PROBLEM REQUIREMENTS
Continue the text on Sri Lanka's transitional justice gaps from the point where it stops.

PROVIDED TEXT

The time elapsed since the major conflicts has led to lost evidence due to deaths of key witnesses. Establishing a genuine Truth-Seeking Mechanism can provide a strategic alternative by prioritising the needs of victims and promoting national healing. However, scepticism remains among international bodies and victim groups. This is due to the concern that, without political will, a new commission, such as the proposed Commission for Truth, Unity, and Reconciliation (CTUR), could only serve to deflect scrutiny rather than implement real changes.
Implementation Gaps and Lost Trust
The gap is widening between rhetoric and reality in several areas. The government has continued returning land held by the military, but at a snail’s pace that frustrates communities seeking to rebuild their lives. More worryingly, the government appears to have reneged on its election promise to repeal the Prevention of Terrorism Act by introducing another bill with similar flaws that will lead to future violations of basic human rights.
The government is also facing accusations of stacking the Office of Reparations with military personnel. Despite winning significant support in Tamil areas during the election, the NPP has not utilised inclusive approaches in most newly appointed administrative mechanisms. This and the government’s cautious approach toward transitional justice have generated growing disappointment among the very communities that helped elect it in those areas.

DATASET
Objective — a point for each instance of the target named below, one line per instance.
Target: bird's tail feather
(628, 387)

* * *

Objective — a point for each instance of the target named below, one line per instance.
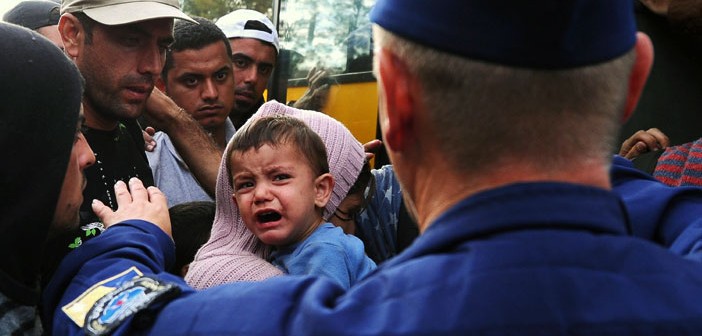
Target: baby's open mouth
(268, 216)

RESPONSE TO THE TASK
The pattern of good intentions being undermined by poor execution can be witnessed across multiple policy domains. Recent controversies surrounding renewable energy development, utilisation of multiple languages simultaneously (e.g. from the delivery of the first Presidential address to Ditwah communications) in public administration, and educational reforms indicate disconnects between participative, consultative, and inclusive management practices on one hand, and policy formulation and implementation on the other. When different leaders express diverse or conflicting positions on prevailing issues, confusion spreads among both supporters and onlookers. It also provides opportunities for political opponents to challenge the government’s intentions.
The clarity, civility, and unified direction essential for maintaining organisational vitality and holding a steady political line against adversaries appear to be worked out intermittently rather than consistently. This inconsistency undermines the government’s credibility and makes it difficult for supporters to defend its record or for citizens to understand its true priorities.
External Economic Pressures
External economic pressures are compounding the challenges facing the government. Re-imposed US tariffs on Sri Lankan exports, including apparel and tea, threaten efforts to revive the economy. Significant capital repayments on external debt are due in mid-2027. This will require rapid reserve accumulation by cutting unnecessary foreign exchange expenditures, advancing and improving agricultural and industrial production to meet basic domestic needs, and strengthening export-led growth mechanisms. Many of these measures are yet to be implemented.
The initial goodwill of the electorate risks erosion if tangible economic improvements remain elusive. Citizens who voted for transformative change are growing impatient with incremental progress and bureaucratic inertia. Without continuous infusion of civic energy, trust, inclusion, participation, and sharp vision, the system’s natural tendency toward disorder accelerates. The NPP came to power promising system change. Nevertheless, a systemic transformation requires more than a mere electoral victory. It demands a sustained effort, clear priorities, inclusive governance, and the courage to challenge entrenched interests.